──────── SOURCE TEXT ────────
During the preparation of its financial results for the year ended December 31, 2008, Solitario Exploration & Royalty Corp. (NYSE Alternext US: XPL) (TSX: SLR) identified an error in its previously reported financial statements. Because Solitario's employee stock options are priced in Canadian dollars and its functional currency is United States Dollars, Solitario should have classified the fair value of its employee stock options as liabilities from January 1, 2006 upon the adoption of Statement of Financial Accounting Standards No. 123R, "Share Based Payment."

Solitario's management and the Audit Committee of its Board of Directors have discussed this matter with Ehrhardt Keefe Steiner & Hottman PC, Solitario's independent registered public accounting firm. Based on these discussions, and upon the recommendation of management, on February 5, 2009 the Company's Audit Committee concurred with management's conclusion that Solitario will need to restate its historical financial statements to record the fair value of its outstanding employee stock options as liabilities and record related non-cash charges and credits for stock-based compensation expense, net of tax, related to subsequent changes in the recorded fair values of outstanding employee stock options. Accordingly, the Audit Committee concluded that Solitario's financial statements relating to periods beginning on and after January 1, 2006 should no longer be relied upon, including financial statements for years ending December 31, 2006 and 2007, and the interim periods contained therein and the interim periods ended March 31, June 30, and September 30, 2008.

Solitario has estimated it will record an increase non-cash employee stock option compensation expense, net of tax, during the year ended December 31, 2006 related to the recording of the initial fair value of its outstanding options, and an increase employee non-cash stock option compensation expense, net of tax, for the year ended December 31, 2007 and a reduction in non-cash stock option compensation expense, net of tax, during the interim periods of 2008 as a result of changes in the in the fair value of its employee stock options during those periods. The liability for the fair value of stock options is transferred, upon exercise, to additional-paid-in capital and will not require the use of cash or other assets for settlement.
────────
THE EXERCISE = According to the restatement notice, why should Solitario have classified the fair value of its employee stock options as liabilities starting January 1, 2006? Answer in one to three sentences.
──────── RECORDS SUPPLIED ────────
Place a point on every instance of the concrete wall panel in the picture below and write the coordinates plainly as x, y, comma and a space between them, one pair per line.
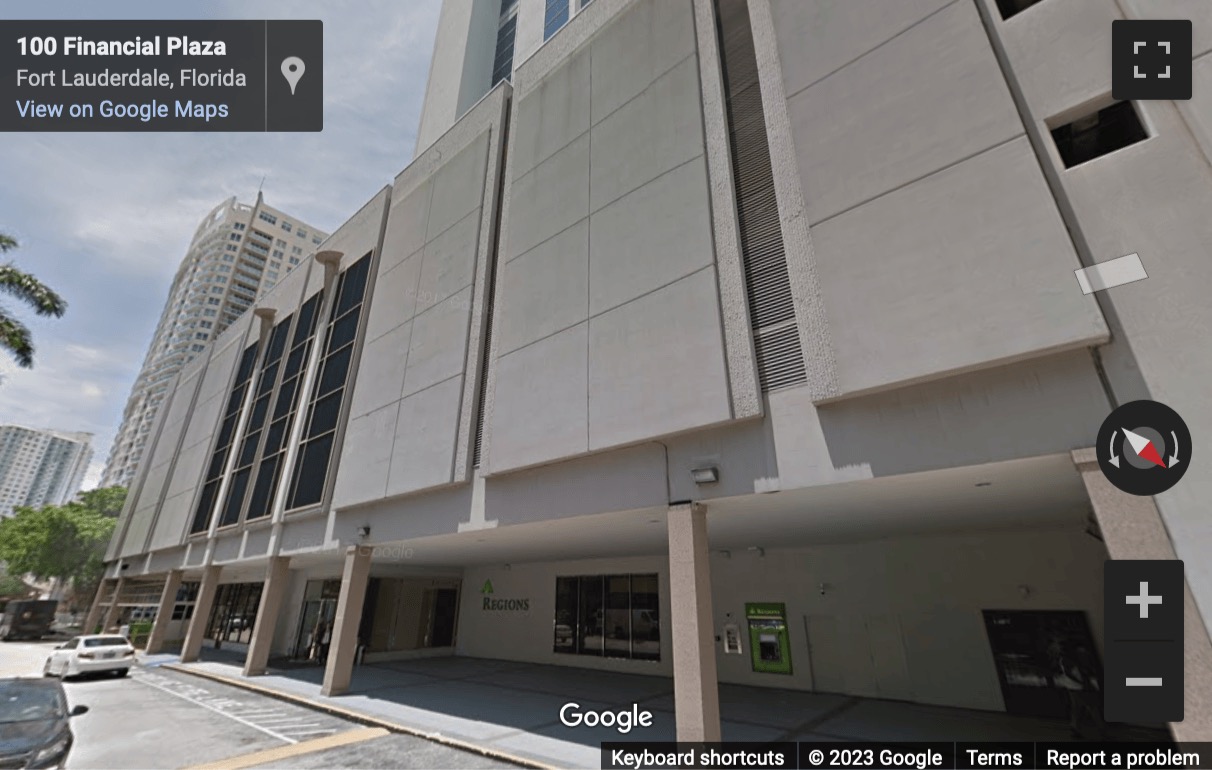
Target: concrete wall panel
406, 226
423, 451
554, 275
369, 446
550, 198
458, 187
426, 318
552, 115
656, 365
925, 100
438, 348
381, 371
539, 408
650, 238
964, 268
657, 131
1062, 52
634, 50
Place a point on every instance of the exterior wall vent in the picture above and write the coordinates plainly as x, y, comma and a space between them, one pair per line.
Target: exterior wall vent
769, 287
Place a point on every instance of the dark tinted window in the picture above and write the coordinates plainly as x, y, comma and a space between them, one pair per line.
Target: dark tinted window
106, 642
22, 701
1098, 133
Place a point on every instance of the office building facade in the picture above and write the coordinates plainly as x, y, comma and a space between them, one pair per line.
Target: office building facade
238, 252
40, 467
733, 342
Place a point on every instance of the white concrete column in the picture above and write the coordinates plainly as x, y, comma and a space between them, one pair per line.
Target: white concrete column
93, 617
339, 668
206, 591
112, 611
164, 614
278, 575
1132, 529
696, 685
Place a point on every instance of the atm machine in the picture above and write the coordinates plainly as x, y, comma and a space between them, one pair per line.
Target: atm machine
────────
ANSWER TO THIS EXERCISE = Solitario's employee stock options are priced in Canadian dollars, but its functional currency is the United States dollar. Because of this mismatch, the options should have been recorded as liabilities from January 1, 2006, when the company adopted Statement of Financial Accounting Standards No. 123R, "Share Based Payment."